### Supplied records
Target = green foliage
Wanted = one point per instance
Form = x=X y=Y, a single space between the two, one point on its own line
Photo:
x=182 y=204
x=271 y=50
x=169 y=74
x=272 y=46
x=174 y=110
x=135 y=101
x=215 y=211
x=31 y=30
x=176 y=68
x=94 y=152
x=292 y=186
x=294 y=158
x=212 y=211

### Task to carry out
Set down the listing in full, keeping every word exactly as it is.

### Task answer
Target = green foliage
Wanted = one point per instance
Form = x=X y=Y, a single space between the two, one point on its own line
Photo:
x=182 y=204
x=271 y=50
x=169 y=74
x=272 y=46
x=174 y=110
x=135 y=101
x=215 y=211
x=31 y=30
x=176 y=68
x=94 y=152
x=292 y=186
x=294 y=158
x=212 y=211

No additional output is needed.